● Provided entries
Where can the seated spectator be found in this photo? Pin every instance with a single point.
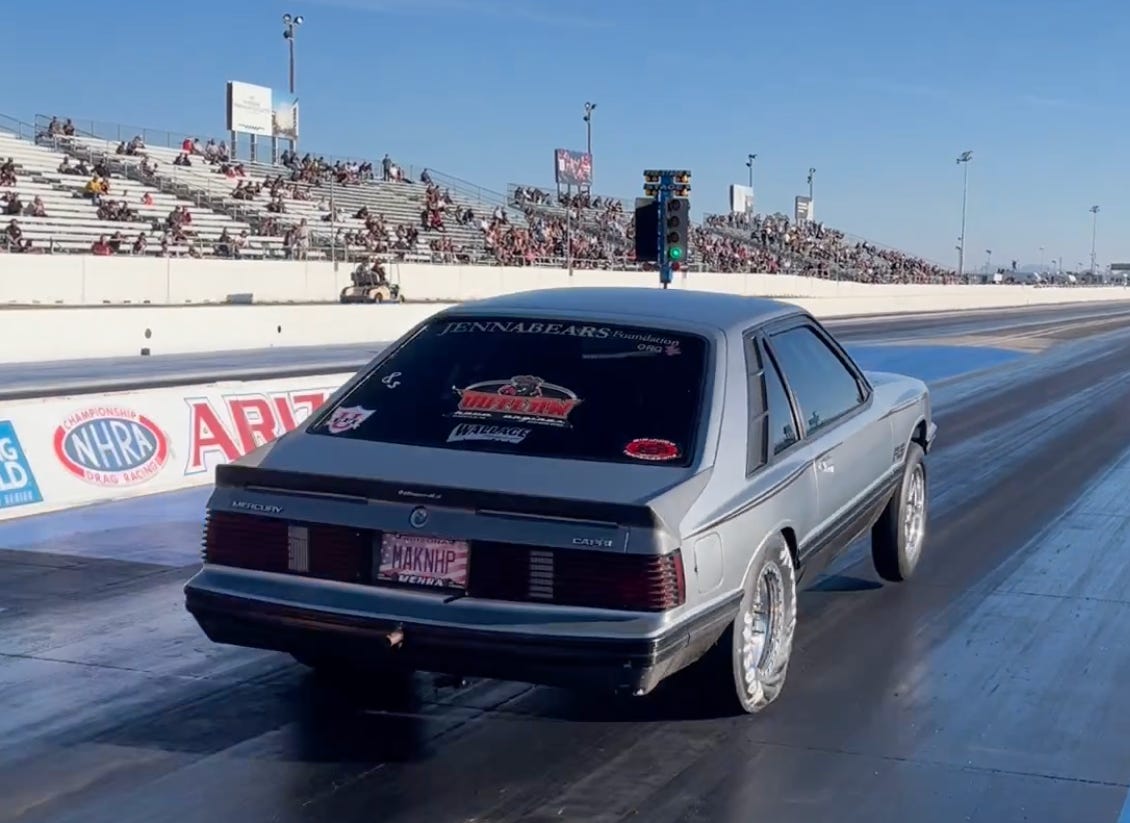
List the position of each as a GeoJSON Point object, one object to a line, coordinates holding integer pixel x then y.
{"type": "Point", "coordinates": [95, 189]}
{"type": "Point", "coordinates": [15, 239]}
{"type": "Point", "coordinates": [8, 172]}
{"type": "Point", "coordinates": [224, 247]}
{"type": "Point", "coordinates": [35, 208]}
{"type": "Point", "coordinates": [240, 243]}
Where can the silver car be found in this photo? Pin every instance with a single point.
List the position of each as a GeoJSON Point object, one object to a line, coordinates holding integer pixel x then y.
{"type": "Point", "coordinates": [582, 487]}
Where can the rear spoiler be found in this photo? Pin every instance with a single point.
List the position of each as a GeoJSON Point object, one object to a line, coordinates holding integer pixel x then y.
{"type": "Point", "coordinates": [363, 490]}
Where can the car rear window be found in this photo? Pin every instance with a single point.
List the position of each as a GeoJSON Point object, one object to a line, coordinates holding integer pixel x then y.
{"type": "Point", "coordinates": [536, 387]}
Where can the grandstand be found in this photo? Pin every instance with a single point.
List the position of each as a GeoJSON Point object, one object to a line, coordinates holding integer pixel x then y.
{"type": "Point", "coordinates": [190, 198]}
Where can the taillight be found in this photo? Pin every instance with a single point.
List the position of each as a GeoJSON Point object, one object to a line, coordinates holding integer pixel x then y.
{"type": "Point", "coordinates": [268, 545]}
{"type": "Point", "coordinates": [632, 582]}
{"type": "Point", "coordinates": [245, 542]}
{"type": "Point", "coordinates": [498, 571]}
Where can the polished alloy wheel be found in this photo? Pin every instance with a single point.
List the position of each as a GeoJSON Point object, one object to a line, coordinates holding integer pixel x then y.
{"type": "Point", "coordinates": [914, 514]}
{"type": "Point", "coordinates": [761, 630]}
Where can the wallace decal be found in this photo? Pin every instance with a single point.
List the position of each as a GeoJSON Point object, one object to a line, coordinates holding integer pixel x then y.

● Set exercise
Are you able to set down all the lines above exactly, without any pictures?

● Finished exercise
Where can the seated spectator be found in this photo? Pin every instance with a single point.
List the position of each as a GeoJSON Point object, one object to a line, coordinates holding integer pixel x then y.
{"type": "Point", "coordinates": [95, 189]}
{"type": "Point", "coordinates": [15, 239]}
{"type": "Point", "coordinates": [8, 172]}
{"type": "Point", "coordinates": [224, 247]}
{"type": "Point", "coordinates": [35, 208]}
{"type": "Point", "coordinates": [240, 243]}
Where can the silver car be found in this photo? Pin every instance with a single point.
List the position of each as a GeoJSON Point object, one object to a line, coordinates holding integer pixel x then y.
{"type": "Point", "coordinates": [582, 487]}
Where can the rear spoiler be found in this photo? Pin every instance with a single point.
List the position of each as a GeoJSON Point object, one object to a line, coordinates holding integer pixel x then y.
{"type": "Point", "coordinates": [363, 490]}
Where can the car rear window be found in this photo? Pin every instance with a single point.
List the position of each as a GeoJSON Point object, one object to a line, coordinates holding integer pixel x then y.
{"type": "Point", "coordinates": [536, 387]}
Where can the grandstand be found in this photo? Pin every instance with a single point.
List the position of each as a GeoJSON Point object, one object to a line, coordinates holding integer pixel x then y.
{"type": "Point", "coordinates": [190, 198]}
Where can the taillight be found in this photo? Pin every instance with a single point.
List the position of each as a GeoJSON Point object, one object to a line, coordinates holding integer pixel x then y.
{"type": "Point", "coordinates": [268, 545]}
{"type": "Point", "coordinates": [632, 582]}
{"type": "Point", "coordinates": [245, 542]}
{"type": "Point", "coordinates": [498, 571]}
Where can the polished alloy wheel be found in this photo? Pin every instance with a single point.
List the position of each as a GeoJSON Point object, one object to a line, coordinates holding integer pixel x then y.
{"type": "Point", "coordinates": [914, 514]}
{"type": "Point", "coordinates": [761, 630]}
Where can the wallace decal be found in this photo? Pin every instance with a single point.
List the position of each as a GeoJSON Point object, one object to a line, coordinates holding integer pixel x then y.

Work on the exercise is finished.